+++ Entries supplied
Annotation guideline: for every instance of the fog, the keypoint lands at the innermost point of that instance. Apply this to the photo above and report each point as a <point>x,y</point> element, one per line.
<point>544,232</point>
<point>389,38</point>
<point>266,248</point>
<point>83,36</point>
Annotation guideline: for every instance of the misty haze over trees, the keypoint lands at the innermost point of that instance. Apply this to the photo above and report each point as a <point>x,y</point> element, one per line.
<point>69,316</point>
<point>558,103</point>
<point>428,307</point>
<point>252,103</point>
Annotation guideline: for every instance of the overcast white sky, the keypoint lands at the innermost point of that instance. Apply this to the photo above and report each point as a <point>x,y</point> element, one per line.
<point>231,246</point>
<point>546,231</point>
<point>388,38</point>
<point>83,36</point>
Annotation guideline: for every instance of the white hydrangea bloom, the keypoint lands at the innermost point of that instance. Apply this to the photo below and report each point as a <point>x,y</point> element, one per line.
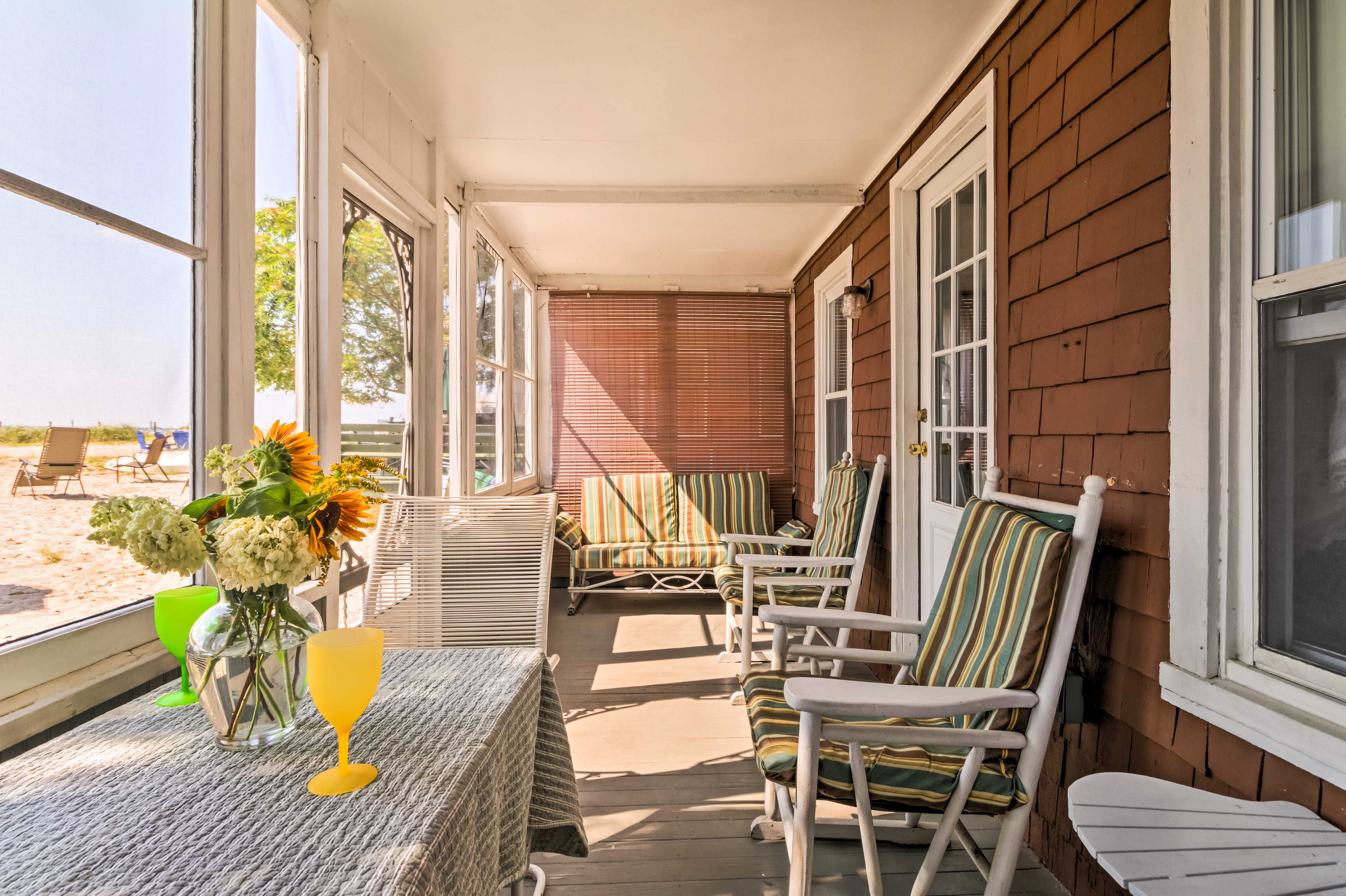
++++++
+++ Entries supplied
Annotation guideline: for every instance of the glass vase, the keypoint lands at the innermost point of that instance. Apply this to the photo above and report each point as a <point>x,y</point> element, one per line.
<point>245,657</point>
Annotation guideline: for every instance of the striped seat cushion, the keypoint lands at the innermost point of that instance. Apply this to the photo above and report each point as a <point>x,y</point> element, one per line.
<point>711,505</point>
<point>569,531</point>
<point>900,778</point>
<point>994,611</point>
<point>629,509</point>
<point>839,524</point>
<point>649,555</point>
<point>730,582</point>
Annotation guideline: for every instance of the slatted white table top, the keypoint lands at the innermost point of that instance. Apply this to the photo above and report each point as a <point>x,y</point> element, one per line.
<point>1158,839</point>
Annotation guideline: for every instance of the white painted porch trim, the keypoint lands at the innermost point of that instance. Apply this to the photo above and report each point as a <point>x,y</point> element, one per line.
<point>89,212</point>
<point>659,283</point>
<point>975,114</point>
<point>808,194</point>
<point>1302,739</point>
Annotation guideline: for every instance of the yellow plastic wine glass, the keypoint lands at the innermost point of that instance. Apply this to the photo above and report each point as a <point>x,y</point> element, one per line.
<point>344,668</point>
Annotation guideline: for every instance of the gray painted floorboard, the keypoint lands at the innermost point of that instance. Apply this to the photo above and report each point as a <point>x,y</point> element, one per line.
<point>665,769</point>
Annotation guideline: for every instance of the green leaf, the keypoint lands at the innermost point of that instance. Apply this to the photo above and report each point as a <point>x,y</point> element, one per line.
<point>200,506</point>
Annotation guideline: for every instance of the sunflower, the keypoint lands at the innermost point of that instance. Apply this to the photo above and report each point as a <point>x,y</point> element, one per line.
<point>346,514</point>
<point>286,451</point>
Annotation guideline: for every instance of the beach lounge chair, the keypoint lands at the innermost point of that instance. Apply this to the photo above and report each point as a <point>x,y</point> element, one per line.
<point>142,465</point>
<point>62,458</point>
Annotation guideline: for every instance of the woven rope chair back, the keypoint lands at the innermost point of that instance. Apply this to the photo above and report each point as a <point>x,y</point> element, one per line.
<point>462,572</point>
++++++
### [The task]
Print, without alteration, only the lines above between the one holding "Annotation guideline: for every instance of the fog, the" and the one holding "Annotation guideline: for every instance of the white hydrangea", inclusive.

### [Problem solution]
Annotation guideline: for every instance of the fog, the keypoint lands at the innermost point of that instance. Apply this to the photo above and report each point as a <point>x,y</point> element, one per line.
<point>544,232</point>
<point>389,38</point>
<point>266,248</point>
<point>83,36</point>
Annotation guideline: for every instance of the misty haze over trees, the keypoint lands at the innermost point of that instance. Apply this to the photo above and report each point as a <point>x,y</point> element, one per line.
<point>69,316</point>
<point>558,103</point>
<point>428,307</point>
<point>252,103</point>
Annotation guideline: for every instance of the overcast white sky, the keypoint lands at the innermost point of that instance. Apply this to the photo above and report each point as a <point>x,y</point> element, one per line.
<point>231,246</point>
<point>546,231</point>
<point>388,38</point>
<point>83,36</point>
Annotation guideline: for every instance of the white hydrangea bloom, the keypoint lands at the innermost point of that instance. Apply this to the photo below and report each point as a <point>x,y</point> element, one per line.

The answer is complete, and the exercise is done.